# EXERCISE AIM:
Would you output each record exactly as it stands?

# INPUT MATERIAL:

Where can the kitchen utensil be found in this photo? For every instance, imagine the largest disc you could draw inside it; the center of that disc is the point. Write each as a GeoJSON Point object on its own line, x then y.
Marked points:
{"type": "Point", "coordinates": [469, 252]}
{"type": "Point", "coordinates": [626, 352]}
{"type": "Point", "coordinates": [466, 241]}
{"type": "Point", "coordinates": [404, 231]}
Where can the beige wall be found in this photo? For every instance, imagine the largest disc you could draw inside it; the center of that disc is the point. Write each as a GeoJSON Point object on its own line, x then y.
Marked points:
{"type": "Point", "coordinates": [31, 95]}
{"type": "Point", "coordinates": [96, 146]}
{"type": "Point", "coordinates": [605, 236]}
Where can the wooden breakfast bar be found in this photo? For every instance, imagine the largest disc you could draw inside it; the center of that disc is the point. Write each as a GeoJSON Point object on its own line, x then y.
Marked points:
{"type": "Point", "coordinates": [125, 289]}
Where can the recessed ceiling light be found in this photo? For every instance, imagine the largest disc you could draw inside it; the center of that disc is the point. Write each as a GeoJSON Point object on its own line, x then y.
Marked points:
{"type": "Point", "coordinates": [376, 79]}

# TASK ANSWER:
Where can the kitchen utensil be found in this photo? For every instance, imagine the largest disc you could draw inside it; the center of that disc is the point. Write each as a GeoJSON Point object on its own line, x then y.
Marked points:
{"type": "Point", "coordinates": [469, 252]}
{"type": "Point", "coordinates": [626, 352]}
{"type": "Point", "coordinates": [466, 241]}
{"type": "Point", "coordinates": [404, 231]}
Where can the beige wall be found in this photo? For every instance, imagine the largest disc you could draw inside it; the center of that disc is the point. Write each as a GeoJSON Point object on its own line, x then y.
Marked points:
{"type": "Point", "coordinates": [31, 95]}
{"type": "Point", "coordinates": [96, 146]}
{"type": "Point", "coordinates": [605, 236]}
Where can the wooden breakfast bar be found in this photo? For every instance, imagine the largest disc you could draw inside it; the center of that disc is the point. Write each as a GeoJSON Point object on its own line, x then y.
Marked points:
{"type": "Point", "coordinates": [125, 289]}
Where can the recessed ceiling light be found in this photo? For every instance, imagine the largest disc you could draw inside it; the center of that disc is the point. Write each as a GeoJSON Point object on its own line, x then y.
Marked points:
{"type": "Point", "coordinates": [376, 79]}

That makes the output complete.